---- SOURCE RECORDS

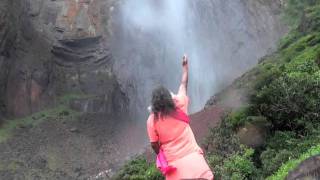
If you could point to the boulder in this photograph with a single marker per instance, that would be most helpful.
(308, 169)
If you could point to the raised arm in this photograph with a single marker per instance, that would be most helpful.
(184, 80)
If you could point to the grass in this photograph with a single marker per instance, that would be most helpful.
(293, 163)
(61, 110)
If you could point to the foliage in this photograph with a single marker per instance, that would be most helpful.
(293, 163)
(58, 112)
(138, 169)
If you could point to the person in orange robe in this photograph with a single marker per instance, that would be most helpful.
(175, 138)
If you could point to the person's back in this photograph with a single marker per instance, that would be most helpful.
(174, 137)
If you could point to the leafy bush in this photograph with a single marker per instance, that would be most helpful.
(291, 102)
(138, 169)
(293, 163)
(238, 165)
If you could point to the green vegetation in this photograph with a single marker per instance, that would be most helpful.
(284, 94)
(58, 112)
(138, 169)
(293, 163)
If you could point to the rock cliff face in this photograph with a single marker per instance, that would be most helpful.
(51, 48)
(223, 39)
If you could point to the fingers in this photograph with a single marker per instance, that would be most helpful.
(184, 60)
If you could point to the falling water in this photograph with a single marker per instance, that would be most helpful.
(218, 36)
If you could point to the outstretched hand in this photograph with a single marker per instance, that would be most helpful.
(185, 61)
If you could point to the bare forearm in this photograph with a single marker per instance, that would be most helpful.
(184, 80)
(156, 147)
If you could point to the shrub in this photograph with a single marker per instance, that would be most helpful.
(239, 166)
(137, 169)
(290, 101)
(293, 163)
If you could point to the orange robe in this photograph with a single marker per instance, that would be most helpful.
(179, 145)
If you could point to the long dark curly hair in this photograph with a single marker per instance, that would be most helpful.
(162, 102)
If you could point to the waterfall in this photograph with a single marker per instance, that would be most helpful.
(223, 38)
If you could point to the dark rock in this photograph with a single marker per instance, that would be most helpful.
(74, 130)
(308, 169)
(254, 133)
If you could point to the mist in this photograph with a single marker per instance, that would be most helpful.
(216, 35)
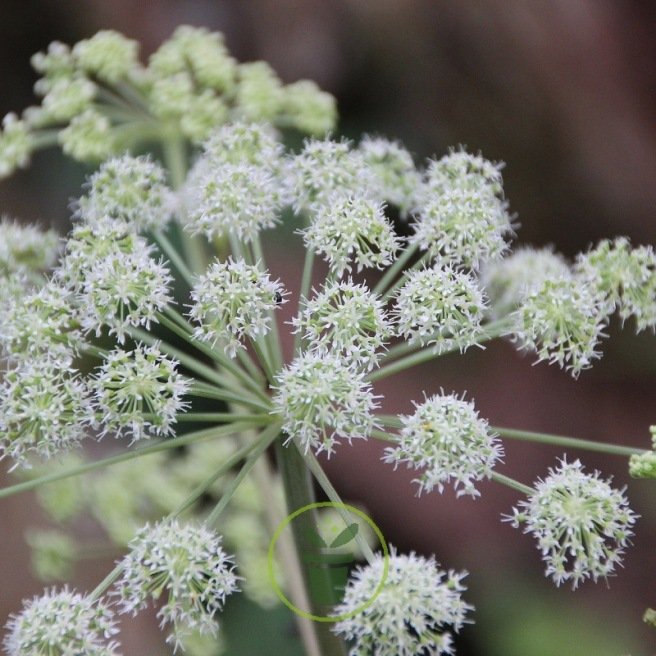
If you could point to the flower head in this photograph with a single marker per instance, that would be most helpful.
(350, 230)
(186, 562)
(139, 393)
(394, 170)
(462, 219)
(26, 247)
(107, 55)
(582, 524)
(129, 190)
(562, 321)
(346, 319)
(410, 615)
(625, 277)
(308, 108)
(321, 399)
(259, 93)
(325, 168)
(88, 137)
(199, 53)
(43, 322)
(440, 306)
(233, 301)
(123, 290)
(446, 439)
(62, 623)
(509, 281)
(44, 409)
(235, 187)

--------

WHAT IS NEEDED:
Write out all the entries word for word, but skip any images.

OUTPUT BELOW:
If you could point to the boulder in this photograph with a single marker per instance, that would be most helpful.
(308, 169)
If you could point to the raised arm in this photograph with a single marker per instance, that would be most helpful.
(184, 80)
If you could point to the grass in this photograph with a single marker per instance, that would be most helpful.
(293, 163)
(61, 110)
If you could point to the foliage in this photograph with a single marker per instance, that would be most helpful.
(293, 163)
(58, 112)
(138, 169)
If you could point to the person in orange robe in this photograph with a single marker per instance, that would be most helpful.
(175, 138)
If you could point to the person's back in this photograph with a single marker per instance, that would be most helpful.
(174, 137)
If you could point to the leafy bush in this photograph with a single marker per instance, that would be most helpful.
(291, 102)
(138, 169)
(293, 163)
(238, 165)
If you could point to the green vegetation in this photograph with a single marker per instance, that would be most helpful.
(284, 94)
(58, 112)
(138, 169)
(293, 163)
If you could point to the rock cliff face in this photograph with a single marker per instance, that would be most helpful.
(51, 48)
(223, 39)
If you could point to the fingers in this photograph with a single marker per instance, that would be most helpful.
(184, 60)
If you could point to the falling water in this photograph with a single marker per instance, that would be most helpful.
(218, 36)
If you could point to the outstretched hand in this photograph with a single marker per instance, that would be most helpful.
(185, 61)
If you could point to the bare forearm in this photograph with a single marker per instance, that would be most helpful.
(184, 80)
(156, 147)
If you could point to the shrub in this photograph with a single marker per instance, that would be most helpful.
(239, 166)
(137, 169)
(290, 101)
(293, 163)
If you could point to the orange robe in this photograph with a single marker per instance, that would be most helpful.
(179, 145)
If you could point to the long dark curly hair in this photograph with a single marker per instance, that would be most helpful.
(162, 102)
If you could point to the waterfall in this photograph with a single marker per instance, that would be most helpful.
(223, 38)
If you could point to the dark rock in this photograph with a single marker per instance, that would be most helpful.
(74, 130)
(308, 169)
(254, 133)
If you could point to the mist in this photograph with a single marker per instance, that would be most helpful.
(216, 35)
If you could point to the flower head in this photograph with a single marker per instance, that would be most helpful.
(350, 230)
(186, 562)
(139, 393)
(394, 170)
(462, 219)
(26, 247)
(107, 55)
(582, 524)
(129, 190)
(562, 321)
(346, 319)
(410, 615)
(625, 277)
(308, 108)
(321, 399)
(259, 93)
(325, 168)
(88, 137)
(199, 53)
(43, 322)
(440, 306)
(233, 301)
(123, 290)
(446, 439)
(62, 623)
(509, 281)
(44, 409)
(235, 187)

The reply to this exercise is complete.